### Aim
Rewrite the data below, from the line that contains "the ceiling fan" through the end of the data, inclusive. Replace "marker" with "dot" and leave everything else unchanged.

Object pointing data rows
»»

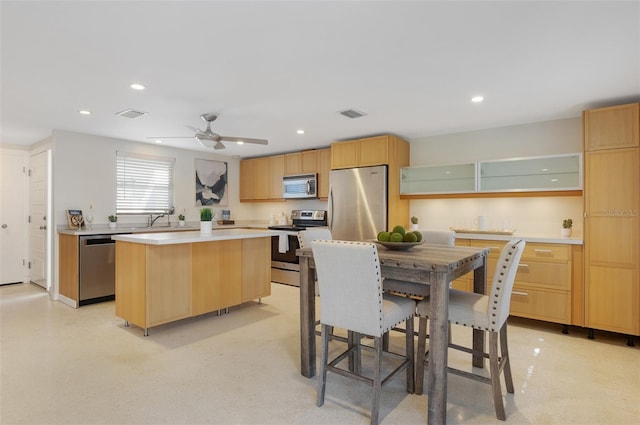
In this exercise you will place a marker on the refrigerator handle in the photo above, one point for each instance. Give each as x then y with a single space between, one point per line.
330 208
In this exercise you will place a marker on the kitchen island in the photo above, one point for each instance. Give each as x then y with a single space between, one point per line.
164 277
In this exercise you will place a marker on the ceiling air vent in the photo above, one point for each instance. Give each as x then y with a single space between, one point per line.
351 113
131 113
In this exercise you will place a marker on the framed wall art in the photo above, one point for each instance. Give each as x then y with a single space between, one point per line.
211 183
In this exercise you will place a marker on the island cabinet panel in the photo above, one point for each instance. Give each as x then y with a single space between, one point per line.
168 283
215 266
69 266
161 283
131 282
256 268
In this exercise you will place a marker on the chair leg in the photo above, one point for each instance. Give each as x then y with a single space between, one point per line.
322 385
495 376
410 355
504 352
422 347
377 381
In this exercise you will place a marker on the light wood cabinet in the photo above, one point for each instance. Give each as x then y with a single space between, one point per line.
292 164
214 264
69 266
612 219
380 150
324 168
157 284
261 178
277 172
361 152
612 127
256 272
345 154
544 282
309 162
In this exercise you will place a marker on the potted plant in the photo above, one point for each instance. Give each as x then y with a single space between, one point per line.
206 215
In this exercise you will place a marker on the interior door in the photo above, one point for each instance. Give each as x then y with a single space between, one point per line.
38 181
13 216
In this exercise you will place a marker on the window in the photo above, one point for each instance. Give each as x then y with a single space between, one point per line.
144 184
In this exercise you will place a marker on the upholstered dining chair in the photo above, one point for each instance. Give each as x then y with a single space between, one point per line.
304 240
351 297
485 312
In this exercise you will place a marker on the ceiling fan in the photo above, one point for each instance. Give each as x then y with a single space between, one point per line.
209 139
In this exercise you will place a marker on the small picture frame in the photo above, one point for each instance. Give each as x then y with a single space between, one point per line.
75 219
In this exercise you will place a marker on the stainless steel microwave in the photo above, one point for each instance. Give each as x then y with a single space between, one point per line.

««

### Output for this exercise
In this exercise you will place a dot on the ceiling fan in the photo above, one point for each instance. Give each as x then y with a single space between, one point per line.
209 139
In this exercise you will place a dot on the small picture frame in the photo above, one point for each instance. Give each as x then y with a single space between, one point per line.
75 219
In this exercise you will place a dot on the stainless steel microwave in the photo above, one point for each instance. Give each as x then y with a single space between, one point per line.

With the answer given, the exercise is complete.